Given request: Pull out the lines from the start of the listing through the line containing "xmin=57 ymin=139 xmax=67 ymax=150", both included, and reproduce them verbatim.

Raw listing

* Begin *

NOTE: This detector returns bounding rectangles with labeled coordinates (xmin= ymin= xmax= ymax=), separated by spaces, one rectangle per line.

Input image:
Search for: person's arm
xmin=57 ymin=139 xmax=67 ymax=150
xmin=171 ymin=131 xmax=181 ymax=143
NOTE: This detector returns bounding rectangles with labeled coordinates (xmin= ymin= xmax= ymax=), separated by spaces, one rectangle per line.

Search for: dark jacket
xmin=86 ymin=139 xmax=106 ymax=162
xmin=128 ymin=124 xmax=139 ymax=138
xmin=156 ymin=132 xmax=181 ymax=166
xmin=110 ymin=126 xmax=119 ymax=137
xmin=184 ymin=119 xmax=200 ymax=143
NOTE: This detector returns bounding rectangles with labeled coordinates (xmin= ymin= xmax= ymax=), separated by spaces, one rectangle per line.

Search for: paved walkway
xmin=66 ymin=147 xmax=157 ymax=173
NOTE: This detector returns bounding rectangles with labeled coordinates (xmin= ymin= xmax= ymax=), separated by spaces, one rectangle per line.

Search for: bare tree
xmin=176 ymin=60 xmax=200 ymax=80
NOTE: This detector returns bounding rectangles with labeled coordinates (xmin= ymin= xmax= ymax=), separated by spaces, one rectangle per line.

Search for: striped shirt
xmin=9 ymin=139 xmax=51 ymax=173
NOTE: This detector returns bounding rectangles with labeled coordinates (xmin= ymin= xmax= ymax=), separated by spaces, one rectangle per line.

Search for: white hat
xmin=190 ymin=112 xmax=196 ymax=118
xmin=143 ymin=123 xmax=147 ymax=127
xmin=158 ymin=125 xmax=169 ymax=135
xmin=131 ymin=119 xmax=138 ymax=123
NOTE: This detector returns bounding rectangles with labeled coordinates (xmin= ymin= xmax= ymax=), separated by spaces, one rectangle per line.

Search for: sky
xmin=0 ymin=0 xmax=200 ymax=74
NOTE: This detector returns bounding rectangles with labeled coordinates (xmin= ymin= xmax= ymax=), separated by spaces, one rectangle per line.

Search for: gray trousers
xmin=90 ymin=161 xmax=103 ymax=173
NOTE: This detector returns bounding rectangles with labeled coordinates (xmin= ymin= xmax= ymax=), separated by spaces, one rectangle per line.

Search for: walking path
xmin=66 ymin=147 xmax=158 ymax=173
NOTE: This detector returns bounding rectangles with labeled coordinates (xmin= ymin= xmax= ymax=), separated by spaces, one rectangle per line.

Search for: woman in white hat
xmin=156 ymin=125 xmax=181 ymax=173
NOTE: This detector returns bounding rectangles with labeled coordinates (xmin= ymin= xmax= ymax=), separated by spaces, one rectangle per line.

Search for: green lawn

* End *

Problem solution:
NOTE: This detector returns bounding rectangles with labeled coordinates (xmin= ymin= xmax= ymax=), separated by spaces, one rectangle per line.

Input image:
Search for: person's arm
xmin=57 ymin=139 xmax=67 ymax=150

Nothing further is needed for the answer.